Rows from a dataset:
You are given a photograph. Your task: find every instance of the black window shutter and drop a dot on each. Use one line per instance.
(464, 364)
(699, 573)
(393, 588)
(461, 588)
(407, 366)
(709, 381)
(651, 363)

_TO DO_
Write out all of the records above again, line for line and without any changes.

_TASK SOLUTION_
You are given a photograph. Your task: find every instance of the black window shutter and drop a dot on each. Use one line per instance.
(464, 364)
(699, 573)
(393, 588)
(461, 588)
(407, 366)
(709, 381)
(651, 363)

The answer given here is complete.